> **YOUR TASK**: Starting at the line that contains "rock by giving me its bounding box?" and stopping after the line that contains "[0,21,174,173]", turn those lines into a numbered list, omitting any blank lines.

> **INFORMATION SHOWN**:
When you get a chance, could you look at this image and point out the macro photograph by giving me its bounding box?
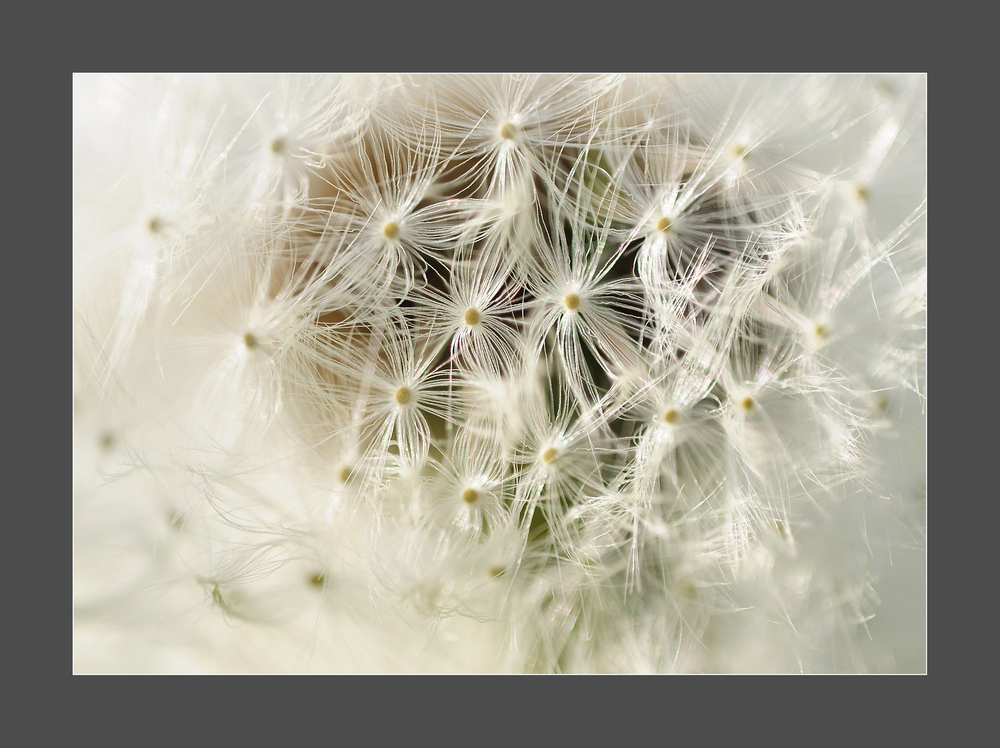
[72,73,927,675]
--
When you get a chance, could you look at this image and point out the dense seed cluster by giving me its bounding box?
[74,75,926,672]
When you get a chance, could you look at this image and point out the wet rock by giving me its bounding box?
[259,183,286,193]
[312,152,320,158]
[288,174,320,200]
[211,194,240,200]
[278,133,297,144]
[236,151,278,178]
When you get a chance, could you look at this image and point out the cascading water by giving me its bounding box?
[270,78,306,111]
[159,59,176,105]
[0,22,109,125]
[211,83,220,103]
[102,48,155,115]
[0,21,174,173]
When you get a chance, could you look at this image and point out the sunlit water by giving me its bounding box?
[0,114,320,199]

> **OUTPUT OF THE EXERCISE**:
1. When you get a chance, could you look at this image and point out the wet rock by giving me its bounding box?
2. [259,183,286,193]
3. [312,152,320,158]
4. [288,174,320,200]
5. [211,194,240,200]
6. [278,133,297,144]
7. [236,151,278,178]
8. When you get a chance, could you look at this image and point out the cascading water by giving me its bounding box?
9. [270,78,306,111]
10. [159,59,176,105]
11. [0,22,109,125]
12. [211,83,220,103]
13. [102,48,155,115]
14. [0,21,174,173]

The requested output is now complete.